▸ **EXTRACT**:
= = = =
The idea to use SSD/Flash as a cache is not new, and there are different solutions for this, both OpenSource like L2ARC for ZFS and Flashcache from Facebook, and proprietary, like directCache from Fusion-io.
They all however have some limitations, that’s why I am considering to have L2 cache on a database level, as an extension to InnoDB buffer pool.
Fortunately, there is a project in progress Flash_Cache_For_InnoDB by David which implements this.
David helped us to port his work to the latest Percona Server and you can get it from our launchpad Percona Server 5.5.28
I think that naming this as Flash_Cache is confusing due similarity to Flashcache from Facebook, so I prefer to name it as L2cache.
There is a quick benchmark on tpcc-mysql 2500W (250GB), I used
- data on RAID
- data on SSD (Intel SSD 910)
- data on RAID with L2 cache on Intel SSD 910, and size of cache is 150GB
As we see the result is quite good an promising, so I am going to continue to research on further integration with Percona Server.
Right now there are two challenging questions, which we need to resolve:
- Backup. In current state only mysqldump will work. To make backups with Percona XtraBackup we will need additional support of L2 cache in XtraBackup
- Recovery time. Right now if a crash happens, the cache is safe, but recovery time is on longer side, we need to see how it can be improved
I guest “BP 125GB” should be “BP 1250GB” , Vadim
Iiang,
No, I used buffer pool 13, 75, 125GB
aha, my fault:) I thought “130GB”/”750GB”
= = = =
▸ **GIVEN RECORDS**:

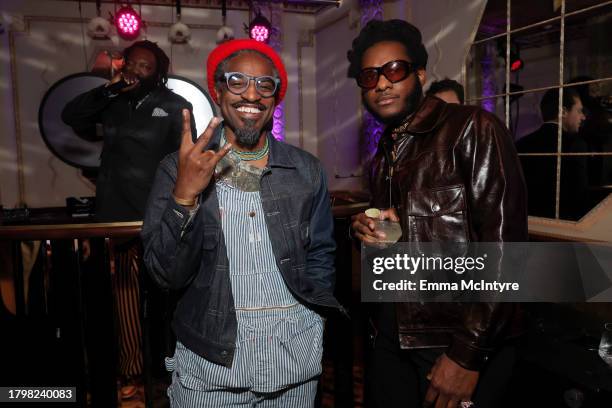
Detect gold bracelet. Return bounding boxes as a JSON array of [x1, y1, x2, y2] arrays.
[[172, 194, 196, 207]]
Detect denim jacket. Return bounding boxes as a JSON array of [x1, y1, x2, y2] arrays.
[[142, 127, 343, 367]]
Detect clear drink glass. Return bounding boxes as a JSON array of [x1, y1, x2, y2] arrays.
[[374, 220, 402, 244], [599, 323, 612, 368]]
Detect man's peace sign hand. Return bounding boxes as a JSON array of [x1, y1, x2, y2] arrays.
[[173, 109, 232, 201]]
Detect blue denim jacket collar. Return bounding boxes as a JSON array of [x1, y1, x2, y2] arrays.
[[206, 123, 296, 169]]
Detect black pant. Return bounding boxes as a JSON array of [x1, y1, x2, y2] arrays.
[[365, 330, 516, 408]]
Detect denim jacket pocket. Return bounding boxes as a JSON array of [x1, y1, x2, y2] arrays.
[[300, 222, 310, 248], [202, 225, 219, 250]]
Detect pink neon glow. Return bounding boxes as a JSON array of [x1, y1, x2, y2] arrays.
[[117, 10, 140, 35], [251, 25, 270, 42]]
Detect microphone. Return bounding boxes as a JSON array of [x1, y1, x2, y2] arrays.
[[104, 79, 130, 95], [104, 78, 139, 96]]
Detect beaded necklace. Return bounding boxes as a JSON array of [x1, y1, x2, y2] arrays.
[[221, 128, 270, 161]]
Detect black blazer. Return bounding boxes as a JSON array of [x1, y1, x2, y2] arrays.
[[62, 86, 195, 222]]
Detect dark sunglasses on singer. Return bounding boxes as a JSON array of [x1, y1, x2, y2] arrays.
[[356, 60, 416, 89]]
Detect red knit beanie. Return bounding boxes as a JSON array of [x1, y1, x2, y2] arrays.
[[206, 39, 287, 105]]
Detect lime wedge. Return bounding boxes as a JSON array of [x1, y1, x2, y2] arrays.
[[365, 208, 380, 220]]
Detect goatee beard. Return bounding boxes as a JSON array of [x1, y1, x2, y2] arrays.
[[234, 119, 260, 149], [365, 80, 423, 126]]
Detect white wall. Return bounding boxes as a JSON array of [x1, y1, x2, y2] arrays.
[[314, 2, 364, 190], [0, 0, 317, 207]]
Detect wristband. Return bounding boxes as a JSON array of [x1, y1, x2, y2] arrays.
[[172, 194, 196, 207]]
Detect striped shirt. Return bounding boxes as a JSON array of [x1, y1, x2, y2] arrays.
[[163, 182, 323, 393]]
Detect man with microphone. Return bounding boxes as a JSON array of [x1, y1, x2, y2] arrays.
[[62, 40, 195, 222], [62, 40, 195, 398]]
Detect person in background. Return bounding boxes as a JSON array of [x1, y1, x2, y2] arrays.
[[62, 40, 195, 398], [425, 78, 465, 105], [516, 87, 589, 220]]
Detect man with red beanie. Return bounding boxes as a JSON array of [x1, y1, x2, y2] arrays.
[[142, 40, 342, 408]]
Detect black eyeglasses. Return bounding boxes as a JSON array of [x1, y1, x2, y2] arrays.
[[223, 72, 280, 98], [357, 60, 416, 89]]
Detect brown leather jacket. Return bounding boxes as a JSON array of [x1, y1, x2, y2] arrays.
[[370, 97, 527, 369]]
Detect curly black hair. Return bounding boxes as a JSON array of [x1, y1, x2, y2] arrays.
[[346, 19, 427, 78], [425, 78, 465, 105], [123, 40, 170, 87]]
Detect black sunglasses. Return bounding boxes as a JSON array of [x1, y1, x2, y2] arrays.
[[356, 60, 416, 89], [223, 72, 280, 98]]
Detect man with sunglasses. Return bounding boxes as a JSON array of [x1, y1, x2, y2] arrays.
[[348, 20, 527, 408], [142, 40, 341, 408]]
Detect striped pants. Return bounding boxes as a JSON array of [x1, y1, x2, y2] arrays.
[[166, 305, 323, 408], [168, 374, 318, 408], [113, 243, 142, 376]]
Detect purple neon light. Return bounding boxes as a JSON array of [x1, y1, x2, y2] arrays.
[[251, 25, 270, 42]]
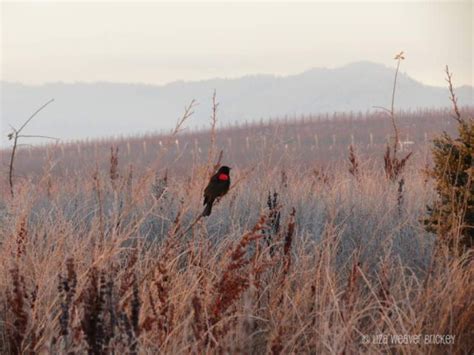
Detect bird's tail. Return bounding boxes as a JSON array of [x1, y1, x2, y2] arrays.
[[202, 201, 212, 217]]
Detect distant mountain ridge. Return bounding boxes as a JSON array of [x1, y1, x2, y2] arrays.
[[0, 61, 474, 145]]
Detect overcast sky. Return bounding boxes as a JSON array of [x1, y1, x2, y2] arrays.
[[0, 1, 474, 86]]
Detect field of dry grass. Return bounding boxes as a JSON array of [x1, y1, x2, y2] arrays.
[[0, 121, 474, 354]]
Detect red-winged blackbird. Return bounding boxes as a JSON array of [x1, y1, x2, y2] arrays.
[[202, 166, 230, 216]]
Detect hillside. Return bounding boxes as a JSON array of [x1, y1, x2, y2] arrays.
[[0, 62, 474, 145]]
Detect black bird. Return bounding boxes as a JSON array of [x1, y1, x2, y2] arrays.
[[202, 166, 230, 217]]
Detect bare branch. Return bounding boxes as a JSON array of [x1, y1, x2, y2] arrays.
[[445, 65, 464, 123], [17, 99, 54, 133]]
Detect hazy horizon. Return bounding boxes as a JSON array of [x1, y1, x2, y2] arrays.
[[0, 59, 474, 88], [0, 1, 474, 86]]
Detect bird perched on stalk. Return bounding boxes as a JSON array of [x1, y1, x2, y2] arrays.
[[202, 166, 230, 217]]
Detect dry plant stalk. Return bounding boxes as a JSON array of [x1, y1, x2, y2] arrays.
[[8, 99, 57, 197]]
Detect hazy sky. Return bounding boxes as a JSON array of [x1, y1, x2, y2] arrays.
[[0, 1, 474, 86]]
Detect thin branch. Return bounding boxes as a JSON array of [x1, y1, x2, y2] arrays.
[[17, 99, 54, 133], [8, 99, 55, 197], [445, 65, 464, 123]]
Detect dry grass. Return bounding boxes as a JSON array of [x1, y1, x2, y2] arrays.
[[0, 140, 474, 354]]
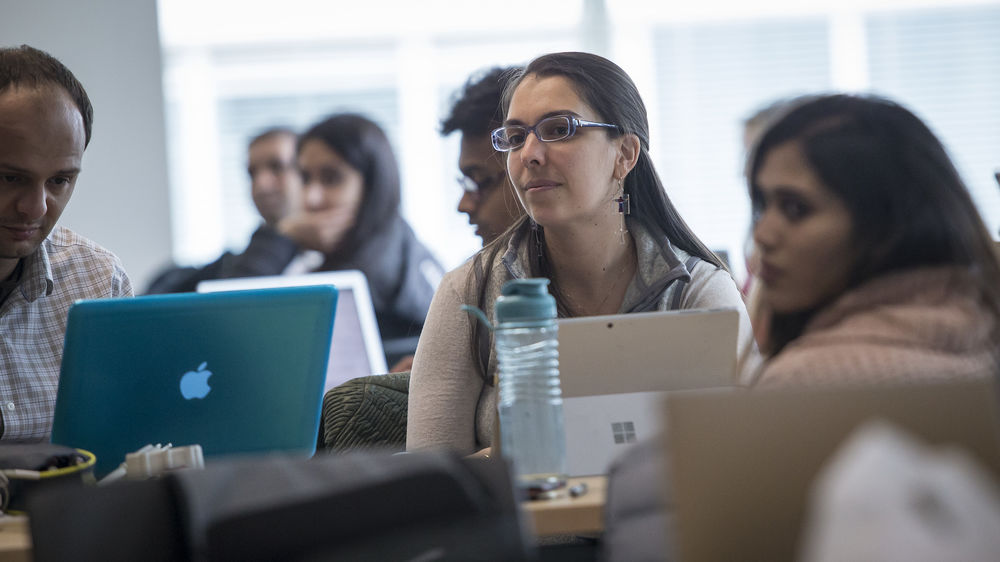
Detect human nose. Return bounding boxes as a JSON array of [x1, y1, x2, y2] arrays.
[[458, 191, 478, 214], [302, 181, 326, 210], [17, 185, 48, 221], [518, 130, 546, 166], [250, 172, 277, 193], [753, 208, 781, 250]]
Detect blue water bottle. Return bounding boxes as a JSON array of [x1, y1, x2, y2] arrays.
[[493, 279, 566, 498]]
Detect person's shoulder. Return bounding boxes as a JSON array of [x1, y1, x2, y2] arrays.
[[685, 260, 743, 306], [44, 225, 118, 262], [42, 225, 132, 296]]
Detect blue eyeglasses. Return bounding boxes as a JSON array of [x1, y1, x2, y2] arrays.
[[491, 115, 619, 152]]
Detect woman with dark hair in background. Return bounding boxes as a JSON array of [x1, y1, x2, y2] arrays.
[[748, 95, 1000, 385], [407, 53, 752, 454], [288, 114, 442, 346]]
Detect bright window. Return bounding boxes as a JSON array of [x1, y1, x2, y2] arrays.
[[159, 0, 1000, 274]]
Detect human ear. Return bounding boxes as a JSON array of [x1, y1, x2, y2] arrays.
[[615, 134, 641, 178]]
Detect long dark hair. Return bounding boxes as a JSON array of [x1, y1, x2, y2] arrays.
[[298, 113, 400, 258], [748, 94, 1000, 355], [470, 52, 727, 376]]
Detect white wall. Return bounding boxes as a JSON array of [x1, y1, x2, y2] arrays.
[[0, 0, 171, 291]]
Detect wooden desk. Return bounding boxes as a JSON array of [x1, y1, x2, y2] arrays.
[[0, 476, 607, 552], [521, 476, 607, 537]]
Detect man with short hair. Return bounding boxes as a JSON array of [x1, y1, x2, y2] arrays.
[[146, 127, 310, 293], [441, 67, 524, 245], [0, 45, 132, 442]]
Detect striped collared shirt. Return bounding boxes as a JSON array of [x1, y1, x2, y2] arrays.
[[0, 226, 132, 441]]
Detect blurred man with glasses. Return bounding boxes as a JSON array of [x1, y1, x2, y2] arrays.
[[146, 127, 306, 294], [441, 67, 524, 245]]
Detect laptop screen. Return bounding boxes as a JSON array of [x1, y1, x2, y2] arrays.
[[52, 287, 337, 476], [198, 270, 389, 391]]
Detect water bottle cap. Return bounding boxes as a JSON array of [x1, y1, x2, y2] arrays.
[[493, 277, 556, 324]]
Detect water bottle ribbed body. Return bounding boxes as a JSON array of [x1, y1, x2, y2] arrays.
[[495, 319, 566, 495]]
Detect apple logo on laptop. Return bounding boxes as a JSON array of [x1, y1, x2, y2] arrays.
[[181, 361, 212, 400]]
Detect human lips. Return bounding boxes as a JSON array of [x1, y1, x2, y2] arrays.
[[524, 179, 559, 192], [2, 224, 41, 240]]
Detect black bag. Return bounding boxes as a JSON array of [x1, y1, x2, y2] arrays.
[[31, 446, 534, 562]]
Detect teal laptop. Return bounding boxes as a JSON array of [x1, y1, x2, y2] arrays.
[[52, 286, 337, 477]]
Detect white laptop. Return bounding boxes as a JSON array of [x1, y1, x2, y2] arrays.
[[198, 270, 389, 392], [559, 309, 739, 476]]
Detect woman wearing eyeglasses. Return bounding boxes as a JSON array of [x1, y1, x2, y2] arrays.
[[407, 53, 753, 454]]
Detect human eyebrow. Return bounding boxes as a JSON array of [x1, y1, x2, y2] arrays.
[[458, 164, 485, 177], [0, 162, 31, 174], [503, 109, 580, 126]]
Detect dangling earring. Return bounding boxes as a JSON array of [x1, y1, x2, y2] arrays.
[[528, 217, 545, 272], [615, 178, 632, 245]]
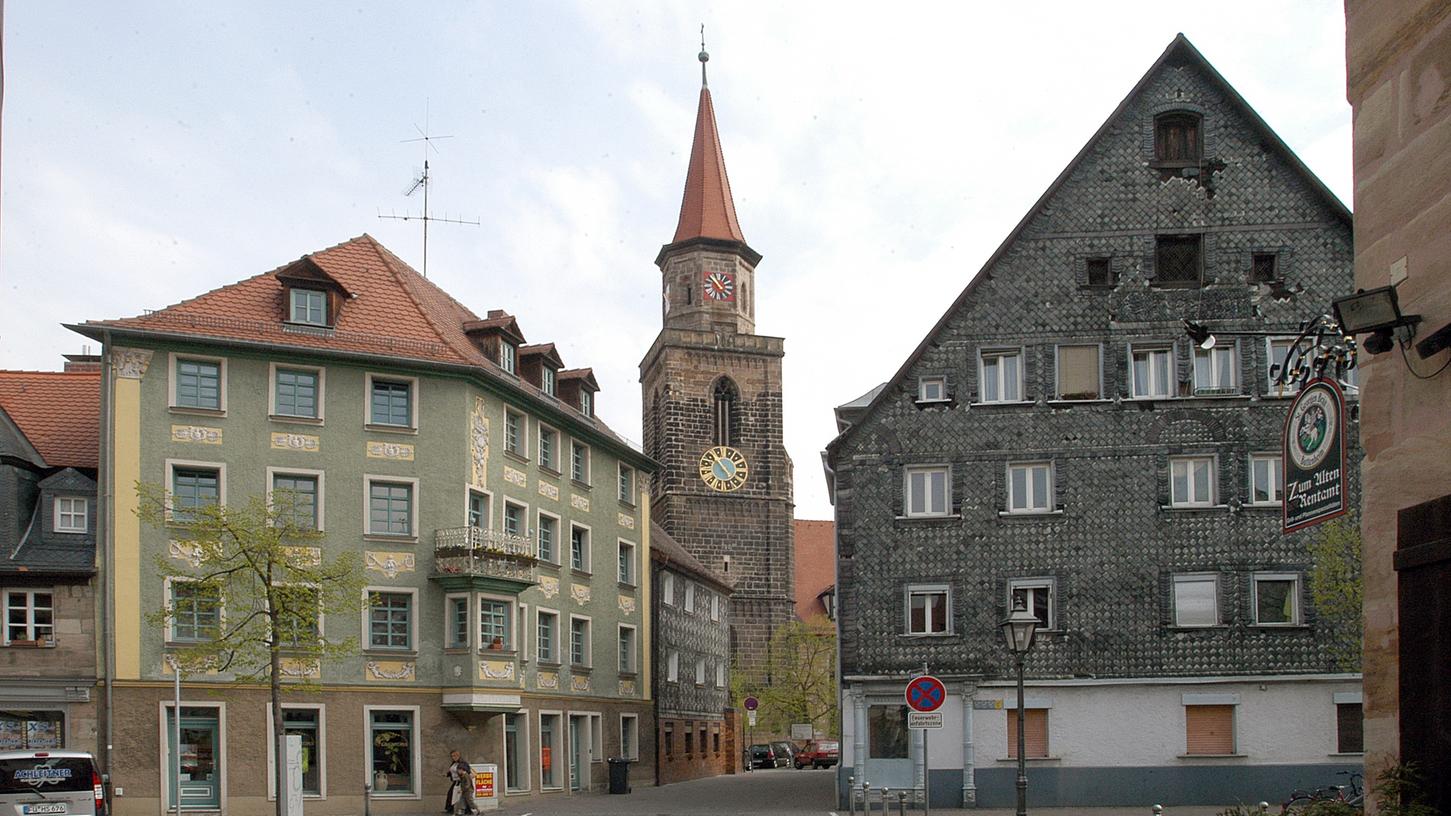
= = = =
▸ **WHAT TO DO**:
1: List the existing solutions for using SSD/Flash as a cache that the opening sentence of the post about L2 cache for InnoDB names.
2: Repeat the records from the line with "Detect black blazer." up to and including the line with "[[223, 72, 280, 98], [357, 60, 416, 89]]", keeping each request. Multiply every bounding-box coordinate in the answers by 2.1 and round to whole numbers, with halves rounded up.
The text and the records are unrelated to each other.

▸ **ANSWERS FOR THE TASKS**:
1:
- L2ARC for ZFS
- Flashcache from Facebook
- directCache from Fusion-io

2:
Detect black blazer. Return bounding boxes as a JSON array of [x1, y1, x2, y2] arrays.
[[130, 181, 410, 466]]
Detect dark sunglasses on singer. Return bounding boxes as a JSON array of [x1, y1, x2, y2] arrays.
[[748, 126, 874, 187]]
Detect red knit beanie. Return bounding boxes as a JSON array of [x1, y1, x2, y2] arrays.
[[433, 82, 603, 221]]
Detect lime wedge. Return bounding boxes as a JSON array of [x1, y1, x2, y2] arrays.
[[767, 437, 798, 462]]
Detect goatee beard. Return bounding boxes as a JSON array of [x1, y1, x2, y2] arrays.
[[491, 250, 546, 313], [767, 168, 888, 265]]
Detect white wall. Return bounding boxes as a JSON array of [x1, y1, x2, y2] arrays.
[[659, 4, 764, 399], [0, 0, 666, 435]]
Detect wristband. Return bounding boxes as a JSON array of [x1, y1, x2, y2] arrays.
[[361, 407, 412, 435]]
Detect striped shirt. Return bounding boxes as a JSON array of [x1, y1, x2, y2] arrays.
[[342, 382, 678, 825]]
Detect man with microphone. Return bounding boxes as a JSON array of [x1, y1, x2, y2] arrays.
[[130, 84, 410, 466], [130, 84, 410, 836]]
Detect person in background. Return bounding boxes as a JSON array of [x1, y1, x2, y2] arrays.
[[130, 84, 410, 836], [893, 164, 977, 221], [1084, 183, 1237, 462]]
Detect man with red beanie. Return bounding boxes as a JSON array of [x1, y1, x2, y2] arrays.
[[298, 84, 718, 857]]
Detect black eyeglasses. Return bounding boxes as a JSON array of [x1, y1, x2, y2] arrays.
[[468, 151, 588, 206], [750, 126, 874, 187]]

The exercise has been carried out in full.